- **WHAT YOU SHOULD DO**: Reproduce every line of the data below verbatim, changing nothing.

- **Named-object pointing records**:
-- begin --
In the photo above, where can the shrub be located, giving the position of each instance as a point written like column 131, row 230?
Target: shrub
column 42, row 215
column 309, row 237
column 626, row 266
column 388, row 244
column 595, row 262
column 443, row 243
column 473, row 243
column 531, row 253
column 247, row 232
-- end --
- **RESULT BELOW**:
In the photo above, where can the shrub be located, giving the position of each instance as a point written like column 131, row 230?
Target: shrub
column 42, row 215
column 309, row 237
column 626, row 266
column 388, row 244
column 595, row 262
column 443, row 243
column 473, row 243
column 531, row 253
column 247, row 232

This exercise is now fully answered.